**TASK MATERIAL**
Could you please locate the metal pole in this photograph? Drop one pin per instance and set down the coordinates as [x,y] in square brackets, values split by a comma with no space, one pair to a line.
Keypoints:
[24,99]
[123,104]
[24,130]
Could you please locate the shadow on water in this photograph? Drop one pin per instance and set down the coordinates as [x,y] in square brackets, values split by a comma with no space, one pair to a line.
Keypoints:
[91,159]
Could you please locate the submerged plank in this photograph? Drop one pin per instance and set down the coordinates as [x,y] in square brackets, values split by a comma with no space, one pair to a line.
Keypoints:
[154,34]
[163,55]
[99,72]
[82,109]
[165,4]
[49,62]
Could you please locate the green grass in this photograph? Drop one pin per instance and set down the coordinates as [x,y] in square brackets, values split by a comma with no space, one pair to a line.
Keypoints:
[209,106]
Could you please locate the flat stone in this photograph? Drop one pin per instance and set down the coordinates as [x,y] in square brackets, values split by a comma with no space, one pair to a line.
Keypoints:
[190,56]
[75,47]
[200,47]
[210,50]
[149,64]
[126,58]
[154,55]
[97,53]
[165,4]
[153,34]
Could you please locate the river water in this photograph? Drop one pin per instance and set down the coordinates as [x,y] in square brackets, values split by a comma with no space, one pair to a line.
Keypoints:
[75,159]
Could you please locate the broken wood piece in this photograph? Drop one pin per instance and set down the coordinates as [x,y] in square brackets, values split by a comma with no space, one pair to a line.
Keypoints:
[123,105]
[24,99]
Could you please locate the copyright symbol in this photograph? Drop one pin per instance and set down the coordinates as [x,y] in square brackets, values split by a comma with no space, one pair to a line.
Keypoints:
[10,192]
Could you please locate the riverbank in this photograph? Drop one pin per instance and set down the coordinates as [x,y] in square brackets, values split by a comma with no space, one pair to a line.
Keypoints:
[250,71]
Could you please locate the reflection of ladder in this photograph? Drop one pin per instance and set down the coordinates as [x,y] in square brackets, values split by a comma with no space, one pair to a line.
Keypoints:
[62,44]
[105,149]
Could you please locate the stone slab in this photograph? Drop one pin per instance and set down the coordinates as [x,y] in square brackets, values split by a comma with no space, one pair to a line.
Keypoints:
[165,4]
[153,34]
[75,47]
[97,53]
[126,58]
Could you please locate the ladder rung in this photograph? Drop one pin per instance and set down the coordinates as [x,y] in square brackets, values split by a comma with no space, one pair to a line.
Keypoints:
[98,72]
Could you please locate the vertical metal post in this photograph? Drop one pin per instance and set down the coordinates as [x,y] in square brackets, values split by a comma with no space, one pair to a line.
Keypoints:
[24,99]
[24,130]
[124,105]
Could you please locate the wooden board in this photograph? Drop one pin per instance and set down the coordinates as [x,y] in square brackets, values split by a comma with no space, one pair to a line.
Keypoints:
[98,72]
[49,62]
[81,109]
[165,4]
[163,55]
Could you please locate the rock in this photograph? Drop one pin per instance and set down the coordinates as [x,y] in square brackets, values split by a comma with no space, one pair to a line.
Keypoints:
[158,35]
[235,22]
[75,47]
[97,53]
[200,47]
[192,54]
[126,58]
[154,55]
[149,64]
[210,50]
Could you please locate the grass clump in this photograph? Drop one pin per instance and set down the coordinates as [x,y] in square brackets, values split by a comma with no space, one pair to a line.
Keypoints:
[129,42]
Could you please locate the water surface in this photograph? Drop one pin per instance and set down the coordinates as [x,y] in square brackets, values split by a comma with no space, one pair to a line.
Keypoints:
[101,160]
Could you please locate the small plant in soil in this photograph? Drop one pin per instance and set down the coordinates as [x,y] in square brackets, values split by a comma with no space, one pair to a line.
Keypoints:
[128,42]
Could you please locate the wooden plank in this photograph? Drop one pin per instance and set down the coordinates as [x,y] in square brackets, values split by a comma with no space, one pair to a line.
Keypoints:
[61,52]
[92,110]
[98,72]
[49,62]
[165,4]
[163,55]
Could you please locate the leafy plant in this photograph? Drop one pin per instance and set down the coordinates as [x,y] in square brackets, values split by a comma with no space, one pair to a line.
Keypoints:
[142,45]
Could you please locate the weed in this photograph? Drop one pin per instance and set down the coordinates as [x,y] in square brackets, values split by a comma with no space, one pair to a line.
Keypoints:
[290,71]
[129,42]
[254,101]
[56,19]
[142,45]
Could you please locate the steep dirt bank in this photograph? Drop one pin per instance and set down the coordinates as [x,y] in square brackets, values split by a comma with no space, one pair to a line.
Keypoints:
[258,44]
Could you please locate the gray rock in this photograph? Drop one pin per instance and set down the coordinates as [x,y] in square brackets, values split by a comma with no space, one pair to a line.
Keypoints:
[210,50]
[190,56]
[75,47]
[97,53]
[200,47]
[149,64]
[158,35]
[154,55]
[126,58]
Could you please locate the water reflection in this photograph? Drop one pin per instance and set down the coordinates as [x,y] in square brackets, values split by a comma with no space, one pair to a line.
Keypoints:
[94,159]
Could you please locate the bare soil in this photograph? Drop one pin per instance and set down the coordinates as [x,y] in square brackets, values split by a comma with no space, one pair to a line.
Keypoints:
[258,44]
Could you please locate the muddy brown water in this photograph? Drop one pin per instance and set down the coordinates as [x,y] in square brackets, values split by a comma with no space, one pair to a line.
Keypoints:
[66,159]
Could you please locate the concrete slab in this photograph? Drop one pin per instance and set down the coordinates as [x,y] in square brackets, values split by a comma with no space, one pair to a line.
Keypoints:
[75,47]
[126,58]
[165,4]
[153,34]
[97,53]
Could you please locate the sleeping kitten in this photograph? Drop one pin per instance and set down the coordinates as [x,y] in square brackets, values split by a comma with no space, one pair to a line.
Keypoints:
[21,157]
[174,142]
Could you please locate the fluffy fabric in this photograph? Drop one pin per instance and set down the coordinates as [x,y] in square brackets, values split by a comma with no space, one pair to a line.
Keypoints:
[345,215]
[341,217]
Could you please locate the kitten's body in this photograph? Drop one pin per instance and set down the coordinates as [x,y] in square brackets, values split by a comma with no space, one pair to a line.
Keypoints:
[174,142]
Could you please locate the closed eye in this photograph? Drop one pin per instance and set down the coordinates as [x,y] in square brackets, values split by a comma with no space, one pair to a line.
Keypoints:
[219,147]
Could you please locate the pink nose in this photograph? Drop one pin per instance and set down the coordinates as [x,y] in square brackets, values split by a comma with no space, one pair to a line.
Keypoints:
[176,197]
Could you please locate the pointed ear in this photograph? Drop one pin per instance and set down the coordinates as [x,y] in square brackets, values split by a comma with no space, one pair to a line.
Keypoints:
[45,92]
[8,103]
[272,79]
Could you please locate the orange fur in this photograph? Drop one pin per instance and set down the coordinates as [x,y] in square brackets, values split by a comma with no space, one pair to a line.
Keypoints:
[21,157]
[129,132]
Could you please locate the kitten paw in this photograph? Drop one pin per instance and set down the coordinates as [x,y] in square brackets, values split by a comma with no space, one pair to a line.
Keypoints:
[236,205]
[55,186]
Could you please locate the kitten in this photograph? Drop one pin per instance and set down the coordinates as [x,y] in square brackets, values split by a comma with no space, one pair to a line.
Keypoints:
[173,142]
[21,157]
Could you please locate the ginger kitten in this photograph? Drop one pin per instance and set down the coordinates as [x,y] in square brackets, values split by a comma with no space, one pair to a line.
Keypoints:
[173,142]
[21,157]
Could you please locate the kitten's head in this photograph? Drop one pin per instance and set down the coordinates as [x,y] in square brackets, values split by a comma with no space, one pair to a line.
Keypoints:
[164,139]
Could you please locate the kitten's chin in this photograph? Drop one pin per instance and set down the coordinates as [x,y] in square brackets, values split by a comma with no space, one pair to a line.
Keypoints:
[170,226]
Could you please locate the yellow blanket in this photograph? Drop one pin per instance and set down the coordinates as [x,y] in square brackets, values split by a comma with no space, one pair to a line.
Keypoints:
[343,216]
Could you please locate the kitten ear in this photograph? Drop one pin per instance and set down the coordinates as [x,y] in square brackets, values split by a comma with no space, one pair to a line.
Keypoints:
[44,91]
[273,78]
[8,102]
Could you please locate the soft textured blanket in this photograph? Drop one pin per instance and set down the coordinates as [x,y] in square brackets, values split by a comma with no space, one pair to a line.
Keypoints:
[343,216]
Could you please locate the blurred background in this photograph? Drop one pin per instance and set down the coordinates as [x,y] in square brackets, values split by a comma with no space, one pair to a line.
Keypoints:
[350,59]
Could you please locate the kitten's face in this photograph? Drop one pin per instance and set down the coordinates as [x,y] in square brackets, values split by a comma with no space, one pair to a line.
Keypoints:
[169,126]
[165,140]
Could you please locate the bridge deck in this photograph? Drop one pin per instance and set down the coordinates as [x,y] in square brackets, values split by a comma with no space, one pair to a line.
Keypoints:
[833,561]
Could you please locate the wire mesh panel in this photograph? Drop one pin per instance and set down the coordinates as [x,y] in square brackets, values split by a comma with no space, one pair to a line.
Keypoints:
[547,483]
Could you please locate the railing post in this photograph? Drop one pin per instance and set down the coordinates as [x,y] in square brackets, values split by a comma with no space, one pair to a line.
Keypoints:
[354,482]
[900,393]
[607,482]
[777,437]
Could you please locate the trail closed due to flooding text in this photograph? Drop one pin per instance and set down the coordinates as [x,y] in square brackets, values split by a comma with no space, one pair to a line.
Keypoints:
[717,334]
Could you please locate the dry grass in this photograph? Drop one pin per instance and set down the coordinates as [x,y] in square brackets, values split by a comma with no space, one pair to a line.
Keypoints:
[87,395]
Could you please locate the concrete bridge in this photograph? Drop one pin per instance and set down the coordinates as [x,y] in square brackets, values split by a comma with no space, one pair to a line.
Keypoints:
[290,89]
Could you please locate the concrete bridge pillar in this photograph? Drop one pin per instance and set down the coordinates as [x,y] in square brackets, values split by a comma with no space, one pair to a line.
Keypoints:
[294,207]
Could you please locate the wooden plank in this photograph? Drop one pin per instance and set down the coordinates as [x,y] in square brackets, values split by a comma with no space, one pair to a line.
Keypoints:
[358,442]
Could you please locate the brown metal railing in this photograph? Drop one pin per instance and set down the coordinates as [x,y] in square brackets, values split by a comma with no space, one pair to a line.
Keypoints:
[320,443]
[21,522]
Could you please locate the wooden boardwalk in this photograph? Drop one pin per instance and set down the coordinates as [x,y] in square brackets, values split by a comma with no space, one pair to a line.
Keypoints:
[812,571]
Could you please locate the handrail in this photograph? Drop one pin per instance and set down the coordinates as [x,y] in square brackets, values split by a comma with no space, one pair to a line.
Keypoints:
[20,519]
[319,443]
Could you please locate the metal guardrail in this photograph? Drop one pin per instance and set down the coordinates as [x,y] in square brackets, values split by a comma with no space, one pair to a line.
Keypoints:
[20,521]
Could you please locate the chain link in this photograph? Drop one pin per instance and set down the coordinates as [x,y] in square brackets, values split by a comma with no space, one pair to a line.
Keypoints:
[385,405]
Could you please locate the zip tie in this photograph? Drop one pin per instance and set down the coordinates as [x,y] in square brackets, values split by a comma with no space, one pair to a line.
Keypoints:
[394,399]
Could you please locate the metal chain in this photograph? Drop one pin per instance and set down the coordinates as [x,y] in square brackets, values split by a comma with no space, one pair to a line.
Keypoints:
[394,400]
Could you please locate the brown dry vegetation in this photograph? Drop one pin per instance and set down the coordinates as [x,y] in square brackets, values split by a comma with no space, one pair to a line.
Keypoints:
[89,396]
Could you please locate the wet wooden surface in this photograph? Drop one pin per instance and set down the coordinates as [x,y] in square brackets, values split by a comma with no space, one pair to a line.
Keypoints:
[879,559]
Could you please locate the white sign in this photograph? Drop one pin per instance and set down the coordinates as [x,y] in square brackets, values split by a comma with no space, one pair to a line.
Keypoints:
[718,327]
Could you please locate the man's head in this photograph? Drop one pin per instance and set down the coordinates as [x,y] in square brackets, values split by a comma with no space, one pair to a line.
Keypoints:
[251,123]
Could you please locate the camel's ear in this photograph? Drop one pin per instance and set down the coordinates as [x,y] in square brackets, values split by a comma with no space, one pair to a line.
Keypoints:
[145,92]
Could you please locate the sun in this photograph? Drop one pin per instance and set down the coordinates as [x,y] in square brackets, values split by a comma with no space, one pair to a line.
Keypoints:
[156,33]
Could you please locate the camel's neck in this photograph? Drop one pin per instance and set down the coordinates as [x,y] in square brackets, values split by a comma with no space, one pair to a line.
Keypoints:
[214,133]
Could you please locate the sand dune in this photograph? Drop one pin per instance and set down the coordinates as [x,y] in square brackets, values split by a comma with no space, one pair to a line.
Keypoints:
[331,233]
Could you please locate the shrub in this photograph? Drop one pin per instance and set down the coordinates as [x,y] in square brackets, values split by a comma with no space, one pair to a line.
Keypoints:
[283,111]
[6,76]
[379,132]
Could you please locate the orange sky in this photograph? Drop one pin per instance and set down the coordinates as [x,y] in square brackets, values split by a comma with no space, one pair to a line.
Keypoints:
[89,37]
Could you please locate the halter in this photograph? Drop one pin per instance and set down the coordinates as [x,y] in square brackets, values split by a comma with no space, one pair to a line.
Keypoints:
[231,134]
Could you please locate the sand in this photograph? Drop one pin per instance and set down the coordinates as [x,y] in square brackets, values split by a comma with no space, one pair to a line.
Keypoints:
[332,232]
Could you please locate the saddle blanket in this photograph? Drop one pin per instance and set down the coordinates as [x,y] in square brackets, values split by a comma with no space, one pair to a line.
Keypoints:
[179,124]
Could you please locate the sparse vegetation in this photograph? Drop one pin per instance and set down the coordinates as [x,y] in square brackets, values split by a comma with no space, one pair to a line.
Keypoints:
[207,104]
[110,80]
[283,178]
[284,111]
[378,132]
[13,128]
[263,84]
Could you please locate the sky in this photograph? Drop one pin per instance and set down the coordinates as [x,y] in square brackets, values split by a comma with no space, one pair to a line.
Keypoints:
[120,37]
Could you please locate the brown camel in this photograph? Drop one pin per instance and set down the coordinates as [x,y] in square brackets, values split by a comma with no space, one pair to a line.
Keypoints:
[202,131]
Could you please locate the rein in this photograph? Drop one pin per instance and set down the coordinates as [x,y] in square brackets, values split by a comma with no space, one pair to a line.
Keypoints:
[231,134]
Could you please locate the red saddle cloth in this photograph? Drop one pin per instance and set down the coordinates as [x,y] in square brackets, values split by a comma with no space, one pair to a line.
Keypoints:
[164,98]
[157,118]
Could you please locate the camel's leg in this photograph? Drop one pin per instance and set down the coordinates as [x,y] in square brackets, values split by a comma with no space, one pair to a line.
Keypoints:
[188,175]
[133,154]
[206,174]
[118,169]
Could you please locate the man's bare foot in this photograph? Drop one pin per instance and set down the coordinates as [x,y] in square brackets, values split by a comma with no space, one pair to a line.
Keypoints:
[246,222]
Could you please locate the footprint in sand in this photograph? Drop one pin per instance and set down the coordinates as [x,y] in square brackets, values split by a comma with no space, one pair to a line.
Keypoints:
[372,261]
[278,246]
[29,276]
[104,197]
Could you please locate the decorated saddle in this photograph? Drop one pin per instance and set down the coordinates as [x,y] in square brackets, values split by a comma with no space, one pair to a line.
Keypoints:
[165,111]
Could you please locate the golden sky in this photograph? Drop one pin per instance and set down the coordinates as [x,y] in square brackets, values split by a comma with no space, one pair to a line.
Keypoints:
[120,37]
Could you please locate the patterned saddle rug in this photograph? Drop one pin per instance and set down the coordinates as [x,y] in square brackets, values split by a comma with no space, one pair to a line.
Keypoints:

**EXERCISE**
Each line from the one containing "Could you please locate the brown camel" to the final line of the entries above must be returned exactly, and no other line may appear.

**EXPECTED OUTPUT**
Could you please locate the brown camel in this photograph? Drop one pin per instance and set down the coordinates as [x,y] in square brackets, values split by a comma with no space, one pair to a line.
Keypoints:
[202,131]
Could you please locate the rein in this photograph? Drop one pin per instance and set down the coordinates as [x,y] in square brackets, values split by a comma with no space, one pair to a line.
Keypoints:
[231,134]
Could you please locate the red saddle cloth in this photograph? Drop one pin per instance and set down the coordinates as [x,y] in square brackets, values split by a comma with no space, one pair to a line.
Keypoints:
[164,98]
[157,118]
Could you please locate the camel's leg in this photograph? Drop one pin per instance and set down the coordinates as [x,y] in square brackets, values split by a comma with no space, one pair to a line.
Keypoints:
[188,175]
[133,154]
[206,174]
[118,169]
Could you please locate the man's bare foot in this photograph? Drop one pin per instance and set down the coordinates as [x,y] in square brackets, values split by a comma with no space, one pair to a line.
Keypoints:
[246,222]
Could you please locate the footprint in sand in this photograph? Drop one pin per instance and set down the coordinates as [x,y] in square brackets, values split by a comma with no space, one pair to a line.
Keypoints:
[372,261]
[278,246]
[29,276]
[104,197]
Could you please locate the decorated saddle in this photograph? Drop one pin per instance and set down the coordinates as [x,y] in square brackets, values split by a comma with no space, one pair to a line.
Keypoints:
[165,111]
Could you please locate the golden sky in this photograph? Drop one pin per instance and set down the coordinates as [x,y] in square brackets, values split by a comma with no space, one pair to a line.
Keypoints:
[120,37]
Could you please locate the patterned saddle rug in this photograph? Drop one pin per instance and set down the coordinates as [x,y] in square brackets, values split by a comma with no space, one pair to a line.
Keypoints:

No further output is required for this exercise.